**EXCERPT PROVIDED**
-- start --
You should start out dead and get it out of the way.

Then, you wake up in an old age home feeling better every day.

You get kicked out for being too healthy; go collect your pension, then when you start work, you get a gold watch on your first day.

You work 30 years until you're young enough to enjoy your retirement.

Then you become a blooped Hare Krsna devotee right after a few years of questioning your faith and being a disgruntled renuncient leader who falls down and has sex with one of their disciples— then slowly evolves into an advanced uttama-adhikari before quickly de-evolving to a simple kanistha-adhikari who does the pick. Then you become initiated before becoming a bhaka interested in Krsna Conscioiusness and going back to being a young karmi in college.

Here is where drink alcohol and experiment with drugs and learn to party, you're generally promiscuous and you get ready for High School.

You go to primary school, you become a kid, you play, you have no responsibilities, you become a baby, and then...
-- end --
**DATASET RECORDS**
-- start --
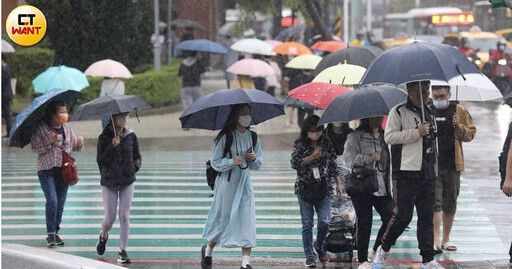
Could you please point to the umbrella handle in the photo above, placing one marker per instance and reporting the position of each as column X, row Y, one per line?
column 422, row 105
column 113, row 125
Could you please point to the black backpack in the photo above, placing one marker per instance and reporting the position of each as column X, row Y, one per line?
-- end --
-- start --
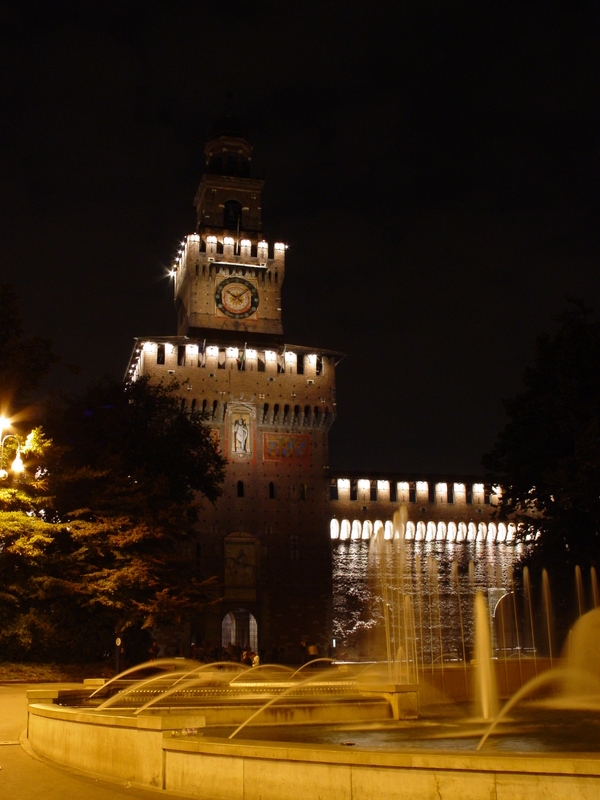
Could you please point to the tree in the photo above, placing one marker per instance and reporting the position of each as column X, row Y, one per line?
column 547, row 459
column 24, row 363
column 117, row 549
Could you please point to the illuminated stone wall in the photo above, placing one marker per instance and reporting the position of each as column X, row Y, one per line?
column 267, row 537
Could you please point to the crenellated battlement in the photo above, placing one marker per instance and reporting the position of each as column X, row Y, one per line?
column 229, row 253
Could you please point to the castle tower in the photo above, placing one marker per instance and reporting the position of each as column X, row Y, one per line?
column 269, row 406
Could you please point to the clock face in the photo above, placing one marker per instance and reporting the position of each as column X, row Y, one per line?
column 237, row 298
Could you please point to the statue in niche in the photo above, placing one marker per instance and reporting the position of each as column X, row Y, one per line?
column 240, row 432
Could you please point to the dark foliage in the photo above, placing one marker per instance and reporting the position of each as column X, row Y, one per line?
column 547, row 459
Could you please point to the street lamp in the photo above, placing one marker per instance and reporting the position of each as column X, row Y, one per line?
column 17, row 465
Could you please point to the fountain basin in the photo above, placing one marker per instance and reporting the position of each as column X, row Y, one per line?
-- end --
**GOALS**
1/ Answer these questions about the text on living life in reverse:
(a) What are you kicked out of the old age home for?
(b) What do you get on your first day of work?
(c) How many years do you work before retiring?
2/ Return every line of the records that contains the word "statue", treating uppercase and lowercase as different.
The text and the records were drawn from separate, unrelated sources.

**TASK-BY-TASK ANSWERS**
1/
(a) For being too healthy
(b) A gold watch
(c) 30 years

2/
Could you please point to the statue in niche in the photo above, placing one marker per instance and reporting the position of each as column X, row Y, one per line?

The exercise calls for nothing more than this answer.